Some records:
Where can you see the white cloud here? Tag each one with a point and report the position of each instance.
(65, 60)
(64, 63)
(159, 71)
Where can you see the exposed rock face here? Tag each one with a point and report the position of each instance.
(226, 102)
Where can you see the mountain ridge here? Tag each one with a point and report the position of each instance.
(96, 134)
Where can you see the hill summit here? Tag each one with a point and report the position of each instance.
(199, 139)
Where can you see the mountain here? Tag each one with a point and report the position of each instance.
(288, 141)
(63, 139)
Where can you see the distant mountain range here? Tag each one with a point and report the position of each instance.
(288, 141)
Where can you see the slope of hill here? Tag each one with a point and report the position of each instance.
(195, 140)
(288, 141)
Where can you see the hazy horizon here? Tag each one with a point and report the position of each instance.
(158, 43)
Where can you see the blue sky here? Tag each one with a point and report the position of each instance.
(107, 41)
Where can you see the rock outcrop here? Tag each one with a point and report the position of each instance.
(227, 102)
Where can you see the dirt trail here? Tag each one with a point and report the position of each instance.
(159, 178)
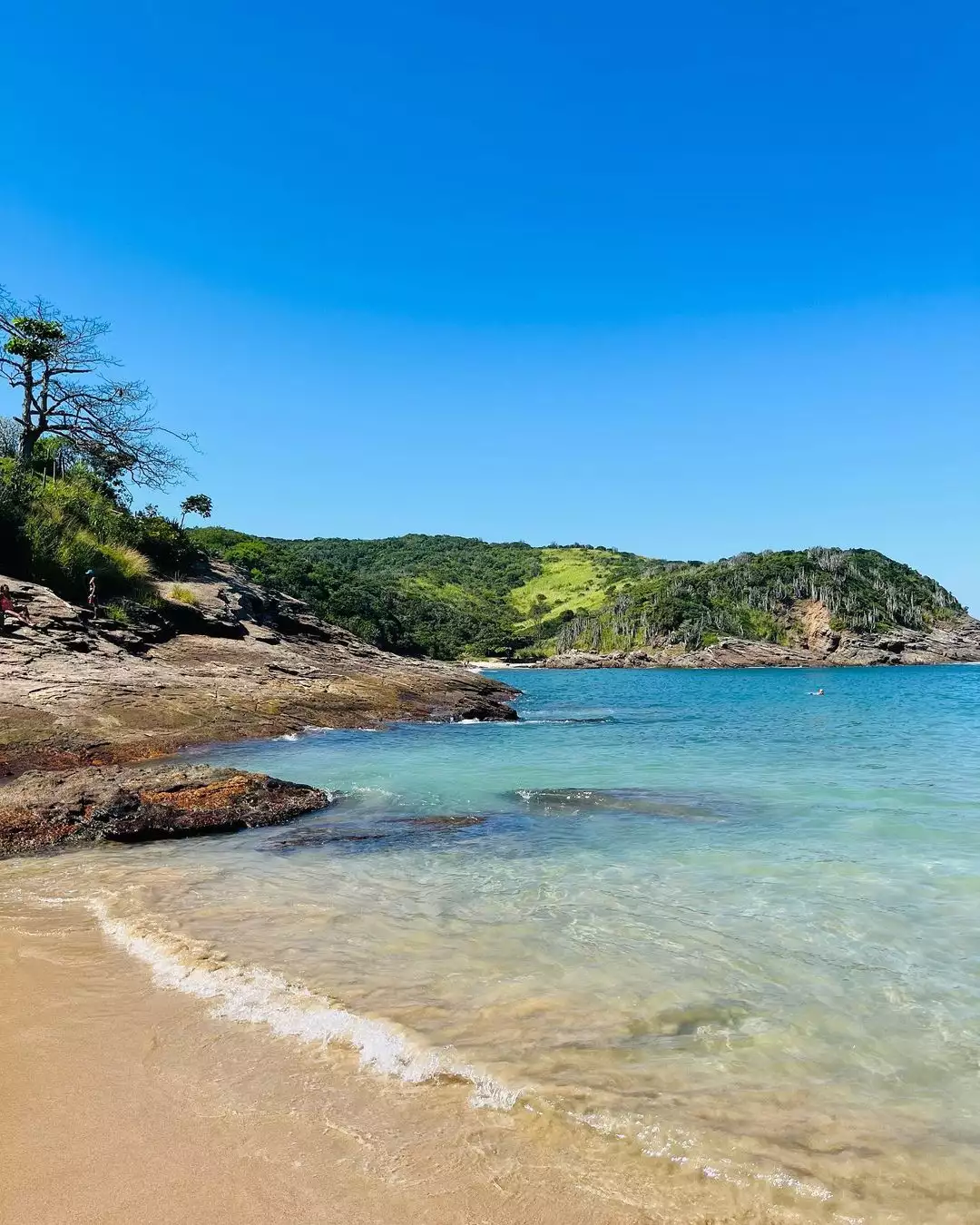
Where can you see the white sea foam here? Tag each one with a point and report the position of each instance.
(258, 996)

▸ **PROBLEM TO SOLVE**
Copy the records verbatim from the line containing "Where can you see the dirt" through the final line, omitting the pictures.

▸ **ANSWER TO THIS TASK**
Where can you see the dirt trail here? Tag each one with a point and report the position of each instance.
(159, 178)
Where can you see the white sea foam here? Tag each one with a point and report the position of each instance.
(258, 996)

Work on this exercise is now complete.